**Consigna**. Enumera todos los títulos de libros que se mencionan en el fragmento sobre la novela de Paul Auster.

**Fragmento**.
Y en mi buzón encontré un ejemplar de Un hombre en la oscuridad (Anagrama), la nueva novela de Paul Auster que saldrá a la venta por estos días. En la portada hay una especie de silueta pompeyana –esa radiografía fósil que es lo único que queda luego de la erupción y de las cenizas– aferrando el trapo de una bandera norteamericana. Y lo abrí al azar, página 125, y leí: “Esa noche reservan un vuelo de ida y vuelta a Buenos Aires...”. Sorprendido, empecé a buscar nuevas menciones y descubro que uno de los personajes es una especial argentina “de negra melena, su compañera de lecho, su fierecilla, su mujer desde hace tres años” que “tiene mucho temperamento, y a veces se pone a gritar como una loca. Cuando nos peleamos, me da por pensar que sólo se casó conmigo porque quería la ciudadanía estadounidense”.
Y a mí vuelve a sucederme lo que me sucede siempre con Paul Auster más allá de sus aciertos y fallos: abro un libro suyo y no puedo cerrarlo hasta alcanzar la última página. Un hombre en la oscuridad –como La noche del oráculo– está compuesta por varias historias girando dentro de la cabeza de aquel que las piensa. Un tal August Brill, un crítico literario que se repone de un accidente automovilístico y que imagina unos Estados Unidos en los que el 11 de septiembre no tuvo lugar, donde Bush no es presidente ni lo será y donde Irak es nada más que un país que queda muy lejos. Pero esos Estados Unidos se encuentran desunidos en una especie de eco actual de aquella Guerra Civil con modales que recuerdan un tanto a El hombre en el castillo de Philip K. Dick. Para huir de la mala escritura de la realidad, Brill –tal vez como el ministro Solbes– busca y encuentra la entrada al consolador pero riesgoso inframundo de la ficción: “La noche aún es joven, y sin moverme de la cama, con los ojos clavados en la oscuridad, en una tiniebla tan impenetrable que no se alcanza a ver el techo, me pongo a recordar la historia que empecé anoche. Eso es lo que hago cuando no logro conciliar el sueño. Me quedo tumbado en la cama y me cuento historias. Quizá no sean gran cosa, pero siempre y cuando no me salga de ellas, me evitan pensar en cosas que prefiero olvidar”.
Pero, claro, nada es perfecto. Y de pronto –como salida de la nada, ascendiendo desde lo más profundo, cuando todo parece venirse abajo, mientras estallan los hombres y las bombas y los aviones caen envueltos en llamas– la realidad grita como una argentina loca. Y habiendo encontrado la entrada al inframundo pensamos que, o.k., está bien, qué bueno; pero a ver si alguien, por favor, descubre ahora la salida.

**Material proporcionado**.
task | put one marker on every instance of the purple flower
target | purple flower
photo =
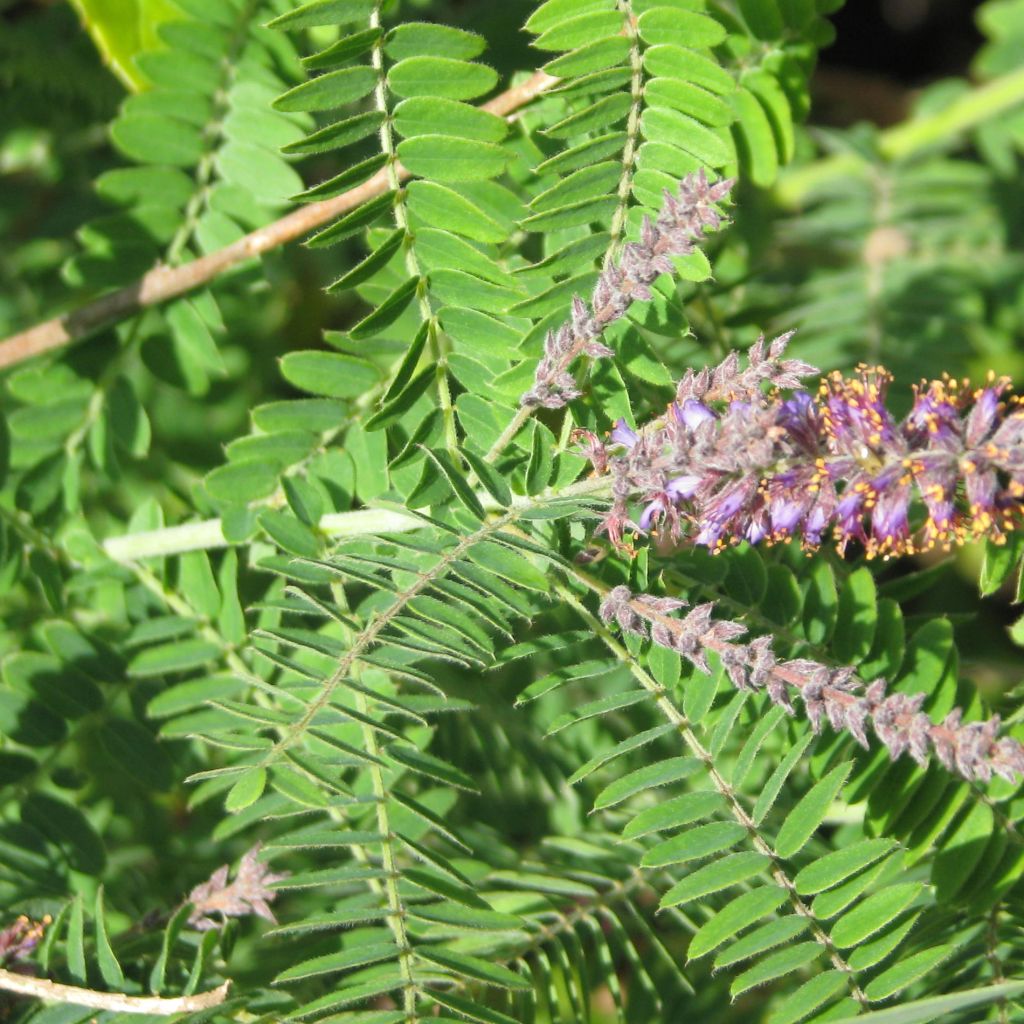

**Respuesta**. Un hombre en la oscuridad, La noche del oráculo y El hombre en el castillo.